→ **WORK INSTRUCTION**: Output all the data exactly.

→ **TASK MATERIAL**:
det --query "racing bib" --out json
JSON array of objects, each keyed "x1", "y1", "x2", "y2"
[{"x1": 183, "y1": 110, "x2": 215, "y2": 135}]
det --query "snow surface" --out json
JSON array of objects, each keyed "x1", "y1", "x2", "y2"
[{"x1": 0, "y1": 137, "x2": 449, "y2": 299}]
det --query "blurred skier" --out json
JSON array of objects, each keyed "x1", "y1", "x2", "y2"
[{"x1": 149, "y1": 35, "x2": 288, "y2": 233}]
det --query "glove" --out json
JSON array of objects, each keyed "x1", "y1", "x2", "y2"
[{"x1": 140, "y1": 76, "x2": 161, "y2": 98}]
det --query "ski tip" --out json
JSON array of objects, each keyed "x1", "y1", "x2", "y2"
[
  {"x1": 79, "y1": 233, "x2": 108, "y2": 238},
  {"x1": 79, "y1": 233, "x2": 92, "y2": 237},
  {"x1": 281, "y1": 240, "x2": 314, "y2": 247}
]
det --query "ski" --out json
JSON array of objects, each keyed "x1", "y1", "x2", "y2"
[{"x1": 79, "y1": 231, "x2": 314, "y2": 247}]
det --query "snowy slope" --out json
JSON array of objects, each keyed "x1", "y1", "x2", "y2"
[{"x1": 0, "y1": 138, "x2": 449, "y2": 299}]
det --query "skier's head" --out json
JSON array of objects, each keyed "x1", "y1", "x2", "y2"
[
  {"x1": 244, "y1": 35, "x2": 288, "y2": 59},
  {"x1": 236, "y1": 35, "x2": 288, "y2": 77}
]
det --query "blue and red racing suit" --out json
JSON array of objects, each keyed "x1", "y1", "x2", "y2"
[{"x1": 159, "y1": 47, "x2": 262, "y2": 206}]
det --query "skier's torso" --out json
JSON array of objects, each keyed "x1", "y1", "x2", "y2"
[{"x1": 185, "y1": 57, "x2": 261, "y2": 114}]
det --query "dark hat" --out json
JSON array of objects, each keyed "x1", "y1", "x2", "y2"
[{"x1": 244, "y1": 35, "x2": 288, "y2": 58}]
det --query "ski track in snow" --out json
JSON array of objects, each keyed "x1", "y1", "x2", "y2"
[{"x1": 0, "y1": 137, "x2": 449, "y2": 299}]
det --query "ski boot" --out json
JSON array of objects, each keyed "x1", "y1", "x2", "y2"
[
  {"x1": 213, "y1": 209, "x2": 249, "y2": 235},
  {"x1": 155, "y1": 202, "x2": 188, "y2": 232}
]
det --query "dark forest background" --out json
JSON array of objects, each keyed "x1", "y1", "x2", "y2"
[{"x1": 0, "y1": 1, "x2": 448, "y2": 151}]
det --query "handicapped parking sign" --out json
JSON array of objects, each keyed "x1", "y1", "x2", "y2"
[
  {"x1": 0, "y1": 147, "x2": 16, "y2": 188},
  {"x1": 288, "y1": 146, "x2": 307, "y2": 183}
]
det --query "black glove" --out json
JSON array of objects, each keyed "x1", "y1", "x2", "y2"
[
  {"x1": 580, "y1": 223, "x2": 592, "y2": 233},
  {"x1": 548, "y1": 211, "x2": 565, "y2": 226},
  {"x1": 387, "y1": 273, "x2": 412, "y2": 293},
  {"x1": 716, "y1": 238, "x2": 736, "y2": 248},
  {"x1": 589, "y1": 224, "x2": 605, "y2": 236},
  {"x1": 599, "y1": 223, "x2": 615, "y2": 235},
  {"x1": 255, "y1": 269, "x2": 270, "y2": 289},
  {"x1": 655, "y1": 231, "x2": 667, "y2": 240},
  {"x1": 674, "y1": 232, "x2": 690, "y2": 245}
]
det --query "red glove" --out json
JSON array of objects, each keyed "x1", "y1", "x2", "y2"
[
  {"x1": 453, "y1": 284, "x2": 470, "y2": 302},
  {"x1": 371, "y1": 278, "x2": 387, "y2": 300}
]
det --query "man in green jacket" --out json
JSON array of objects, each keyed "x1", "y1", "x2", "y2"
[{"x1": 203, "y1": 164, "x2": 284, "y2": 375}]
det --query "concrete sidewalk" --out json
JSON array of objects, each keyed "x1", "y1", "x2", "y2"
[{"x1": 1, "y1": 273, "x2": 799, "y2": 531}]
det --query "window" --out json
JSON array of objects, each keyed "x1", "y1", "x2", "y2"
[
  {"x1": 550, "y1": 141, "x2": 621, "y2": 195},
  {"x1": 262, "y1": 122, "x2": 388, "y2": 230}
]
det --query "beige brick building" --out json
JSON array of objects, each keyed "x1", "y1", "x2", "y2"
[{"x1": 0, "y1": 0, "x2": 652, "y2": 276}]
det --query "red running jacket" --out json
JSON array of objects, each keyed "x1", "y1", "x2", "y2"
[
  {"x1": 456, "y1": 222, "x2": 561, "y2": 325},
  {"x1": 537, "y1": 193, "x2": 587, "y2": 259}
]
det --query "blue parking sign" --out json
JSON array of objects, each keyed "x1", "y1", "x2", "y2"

→ **WRITTEN REPLY**:
det --query "racing bib" --out json
JSON array of objects, each keyed "x1", "y1", "x2", "y2"
[{"x1": 183, "y1": 110, "x2": 215, "y2": 135}]
det --query "snow surface" --out json
JSON array of objects, each keyed "x1", "y1", "x2", "y2"
[{"x1": 0, "y1": 137, "x2": 449, "y2": 299}]
det --query "blurred skier" --out json
JSON array of objects, each keyed "x1", "y1", "x2", "y2"
[{"x1": 149, "y1": 35, "x2": 288, "y2": 233}]
det --query "glove" --out json
JSON array of objects, each keyed "x1", "y1", "x2", "y2"
[{"x1": 140, "y1": 76, "x2": 161, "y2": 98}]
det --query "ski tip" --out json
JSON array of objects, each keyed "x1", "y1", "x2", "y2"
[
  {"x1": 79, "y1": 233, "x2": 108, "y2": 238},
  {"x1": 79, "y1": 233, "x2": 92, "y2": 237},
  {"x1": 281, "y1": 240, "x2": 314, "y2": 247}
]
det --query "ski" --out json
JSON array of objects, each keyed "x1", "y1", "x2", "y2"
[{"x1": 79, "y1": 231, "x2": 314, "y2": 247}]
det --query "snowy slope" --out json
JSON array of objects, each keyed "x1", "y1", "x2", "y2"
[{"x1": 0, "y1": 138, "x2": 449, "y2": 299}]
det --query "skier's head" --out json
JSON array of objects, each keyed "x1", "y1", "x2", "y2"
[
  {"x1": 244, "y1": 35, "x2": 288, "y2": 59},
  {"x1": 236, "y1": 35, "x2": 288, "y2": 77}
]
det --query "blue and red racing suit" --out json
JSON array of objects, each keyed "x1", "y1", "x2", "y2"
[{"x1": 159, "y1": 47, "x2": 262, "y2": 206}]
det --query "skier's torso" --out json
JSON array of objects, each keyed "x1", "y1", "x2", "y2"
[{"x1": 185, "y1": 57, "x2": 261, "y2": 114}]
det --query "dark hat" --out json
JSON array of objects, each keyed "x1", "y1", "x2", "y2"
[{"x1": 244, "y1": 35, "x2": 288, "y2": 58}]
det --query "ski track in snow" --out json
JSON array of objects, each keyed "x1", "y1", "x2", "y2"
[{"x1": 0, "y1": 137, "x2": 449, "y2": 299}]
det --query "ski boot" --out json
JSON array of objects, each keyed "x1", "y1", "x2", "y2"
[
  {"x1": 213, "y1": 209, "x2": 249, "y2": 235},
  {"x1": 155, "y1": 202, "x2": 188, "y2": 232}
]
det --query "dark forest background" --out json
JSON array of objects, each keyed "x1", "y1", "x2", "y2"
[{"x1": 0, "y1": 1, "x2": 448, "y2": 151}]
det --query "handicapped parking sign" --out json
JSON array of objects, each keyed "x1", "y1", "x2", "y2"
[
  {"x1": 0, "y1": 147, "x2": 16, "y2": 188},
  {"x1": 288, "y1": 146, "x2": 307, "y2": 183}
]
det --query "black glove" --out json
JSON array of objects, each keyed "x1", "y1", "x2", "y2"
[
  {"x1": 580, "y1": 223, "x2": 592, "y2": 233},
  {"x1": 548, "y1": 211, "x2": 565, "y2": 226},
  {"x1": 387, "y1": 273, "x2": 412, "y2": 293},
  {"x1": 716, "y1": 238, "x2": 736, "y2": 248},
  {"x1": 589, "y1": 224, "x2": 605, "y2": 236},
  {"x1": 599, "y1": 223, "x2": 615, "y2": 235},
  {"x1": 255, "y1": 269, "x2": 270, "y2": 289},
  {"x1": 655, "y1": 231, "x2": 667, "y2": 240},
  {"x1": 674, "y1": 232, "x2": 690, "y2": 245}
]
det --query "red glove" --out json
JSON array of objects, each keyed "x1", "y1", "x2", "y2"
[
  {"x1": 453, "y1": 284, "x2": 470, "y2": 302},
  {"x1": 371, "y1": 278, "x2": 387, "y2": 300}
]
det --query "man in green jacket" --out json
JSON array of objects, each keyed "x1", "y1", "x2", "y2"
[{"x1": 203, "y1": 164, "x2": 284, "y2": 375}]
det --query "concrete sidewalk" --out json
JSON array of objects, each keyed "x1", "y1", "x2", "y2"
[{"x1": 1, "y1": 273, "x2": 799, "y2": 531}]
det --query "window" --out json
JSON array of objects, each keyed "x1", "y1", "x2", "y2"
[
  {"x1": 550, "y1": 141, "x2": 621, "y2": 195},
  {"x1": 262, "y1": 122, "x2": 388, "y2": 230}
]
det --query "beige brick building" --out json
JSON array of objects, each keyed "x1", "y1", "x2", "y2"
[{"x1": 0, "y1": 0, "x2": 652, "y2": 276}]
det --query "red running jacket" --out json
JSON array of objects, each keyed "x1", "y1", "x2", "y2"
[
  {"x1": 456, "y1": 222, "x2": 561, "y2": 325},
  {"x1": 537, "y1": 193, "x2": 587, "y2": 259}
]
det --query "blue parking sign" --out json
JSON array of objects, each keyed "x1", "y1", "x2", "y2"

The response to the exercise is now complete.